__REQUIRED WORK__
• 1. From the editorial below, copy out word for word the stretch from "For New Delhi, the" through "Government of India.".
• 2. Using the editorial below, answer these questions:
(a) Who leads the new Bangladesh administration?
(b) Who is India's ambassador in Dhaka?
(c) What did Bangladesh's first Prime Minister launch to impose a one-party system?

__SOURCE DOCUMENT__
———

Editorial

Difficult scenario for India in Bangladesh

As it appears now, Indian foreign policy seems to be somewhat clueless about the course to be charted with regard to Bangladesh.

Sentinel Digital Desk

 Amitava Mukherjee 

The author is a senior journalist and commentator.He can be reached at amitavamukherjee253@gmail.com.

As it appears now, Indian foreign policy seems to be somewhat clueless about the course to be charted with regard to Bangladesh. Hasina Wazed, the deposed former Prime Minister of Bangladesh, has taken shelter in India. The new Bangladesh administration led by Mohammed Yunus has called for her extradition. An International Crimes Tribunal set up by the interim government there has issued an arrest warrant against Hasina. If India does not extradite her, it will hinder bilateral relations. Sabre rattlings by some Bangladeshi politicians on this issue are there. What can New Delhi do in such a situation? It can at best request Hasina to find refuge in a third country. It is not in the public domain whether the Government of India has already sent a message across to Hasina in this line. Perhaps it has not and will not do so in the near future. The time is running out. Good neighbourly relations with Bangladesh are necessary for India for the strategic security of the north-eastern India, to say the least.

So far, New Delhi has presented a confused approach. At first, it adopted a laidback approach by giving shelter to Hasina and watching the fast changing scenario in Bangladesh from the fence. New Delhi even allowed Hasina to make statements from India. The message was clear: India still regards the Awami League and its leader Hasina Wazed as trusted friends. This means that the Bangladesh Nationalist Party (BNP), the other large political party of the country, is looked upon with disfavour by India. Meanwhile, diplomatic representatives of the US, the UK, China, and Pakistan met the high-ups of the BNP in order to strike a bridge with the party, which is sure to become a force after the next general election of Bangladesh. Mirza Fakhrul Islam, the secretary general of the BNP, highlights this in media interviews. Perhaps this gave New Delhi a jerk. Its ambassador in Dhaka, Pranay Verma, rushed to the BNP office and met Islam.

This is understandable, as New Delhi never had a well-defined Bangladesh policy—one that refashions itself in line with the continuous changes in Bangladeshi politics and society. The administration of Indira Gandhi could never get over its euphoria over ‘breaking up of Pakistan’ although Sheikh Mujibur Rahaman, Prime Minister of the newly liberated Bangladesh, was showing all signs of downfall. India chose to look the other way when Mujib should have been cautioned about many of his faulty political and administrative approaches. Even when the first Bangladeshi Prime Minister became openly autocratic and imposed a one-party system by launching the Bangladesh Krishak Shramik Awami League (BAKSAL), he had received moral support from India.

For New Delhi, the problem lies in the fact that India does not have any third option to fall back upon as most of the smaller constituents of the Awami League-led alliance have become inconsequential. Historically, Congress used to enjoy a channel with the Left political bloc in Bangladesh in addition to the Awami League. This resulted from the active role the CPI had played during the Bangladesh liberation war, a time during the threshold of the 1970s when the Congress led by Indira Gandhi had close cooperation with the CPI. The BJP does not have this advantage in spite of the fact that a few left-leaning intellectuals in Dhaka are known to have enjoyed some connections with some influential members of the Government of India.

———

__Excerpts of pointing data__
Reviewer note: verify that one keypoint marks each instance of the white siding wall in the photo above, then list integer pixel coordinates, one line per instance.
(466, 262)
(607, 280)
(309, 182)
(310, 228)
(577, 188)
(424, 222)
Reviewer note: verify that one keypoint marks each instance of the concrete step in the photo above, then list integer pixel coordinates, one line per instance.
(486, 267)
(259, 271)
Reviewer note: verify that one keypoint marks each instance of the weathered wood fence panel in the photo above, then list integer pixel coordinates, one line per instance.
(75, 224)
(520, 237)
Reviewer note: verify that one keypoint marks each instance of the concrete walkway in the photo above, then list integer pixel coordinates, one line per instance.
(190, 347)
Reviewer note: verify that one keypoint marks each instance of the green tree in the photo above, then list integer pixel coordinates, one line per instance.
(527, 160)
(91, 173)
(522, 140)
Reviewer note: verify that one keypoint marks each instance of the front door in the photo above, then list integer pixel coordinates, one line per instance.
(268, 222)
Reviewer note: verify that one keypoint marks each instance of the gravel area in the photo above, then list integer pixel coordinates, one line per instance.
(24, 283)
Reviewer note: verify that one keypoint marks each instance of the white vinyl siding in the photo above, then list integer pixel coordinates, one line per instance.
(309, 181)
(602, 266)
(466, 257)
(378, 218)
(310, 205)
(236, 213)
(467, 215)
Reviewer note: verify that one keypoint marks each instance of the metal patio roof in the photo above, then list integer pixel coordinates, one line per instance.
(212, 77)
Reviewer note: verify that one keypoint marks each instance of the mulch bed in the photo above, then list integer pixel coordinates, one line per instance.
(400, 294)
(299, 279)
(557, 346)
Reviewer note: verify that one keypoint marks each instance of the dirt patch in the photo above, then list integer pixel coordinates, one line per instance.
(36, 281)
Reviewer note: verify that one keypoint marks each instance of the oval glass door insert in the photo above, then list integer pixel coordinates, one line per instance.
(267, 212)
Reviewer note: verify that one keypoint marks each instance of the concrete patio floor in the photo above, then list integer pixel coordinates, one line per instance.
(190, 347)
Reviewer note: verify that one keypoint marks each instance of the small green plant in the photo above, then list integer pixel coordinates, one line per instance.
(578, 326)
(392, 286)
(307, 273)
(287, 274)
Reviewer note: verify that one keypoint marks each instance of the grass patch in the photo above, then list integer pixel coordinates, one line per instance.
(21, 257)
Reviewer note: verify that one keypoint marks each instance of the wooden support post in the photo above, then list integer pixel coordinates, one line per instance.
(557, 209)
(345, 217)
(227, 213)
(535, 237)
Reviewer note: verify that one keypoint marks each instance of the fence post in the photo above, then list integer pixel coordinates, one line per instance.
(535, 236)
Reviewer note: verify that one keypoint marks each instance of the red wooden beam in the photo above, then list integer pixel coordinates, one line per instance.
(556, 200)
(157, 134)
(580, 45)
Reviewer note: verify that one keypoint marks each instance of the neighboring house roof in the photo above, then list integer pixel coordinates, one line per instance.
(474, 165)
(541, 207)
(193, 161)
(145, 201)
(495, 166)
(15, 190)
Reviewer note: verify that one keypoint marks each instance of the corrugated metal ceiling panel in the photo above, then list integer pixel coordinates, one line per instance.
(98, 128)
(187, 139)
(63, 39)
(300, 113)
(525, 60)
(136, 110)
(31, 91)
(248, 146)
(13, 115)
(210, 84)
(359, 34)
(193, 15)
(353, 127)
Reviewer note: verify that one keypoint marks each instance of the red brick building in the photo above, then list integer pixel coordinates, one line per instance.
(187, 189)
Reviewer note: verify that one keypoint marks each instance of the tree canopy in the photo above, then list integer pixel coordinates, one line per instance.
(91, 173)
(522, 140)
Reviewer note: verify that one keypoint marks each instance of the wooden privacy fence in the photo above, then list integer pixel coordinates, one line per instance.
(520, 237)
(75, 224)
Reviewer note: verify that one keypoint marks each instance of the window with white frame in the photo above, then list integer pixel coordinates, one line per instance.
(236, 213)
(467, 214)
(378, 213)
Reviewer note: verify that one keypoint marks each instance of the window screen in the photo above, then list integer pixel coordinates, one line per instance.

———

__OUTPUTS FOR THE TASKS__
• 1.
For New Delhi, the problem lies in the fact that India does not have any third option to fall back upon as most of the smaller constituents of the Awami League-led alliance have become inconsequential. Historically, Congress used to enjoy a channel with the Left political bloc in Bangladesh in addition to the Awami League. This resulted from the active role the CPI had played during the Bangladesh liberation war, a time during the threshold of the 1970s when the Congress led by Indira Gandhi had close cooperation with the CPI. The BJP does not have this advantage in spite of the fact that a few left-leaning intellectuals in Dhaka are known to have enjoyed some connections with some influential members of the Government of India.

• 2.
(a) Mohammed Yunus
(b) Pranay Verma
(c) The Bangladesh Krishak Shramik Awami League (BAKSAL)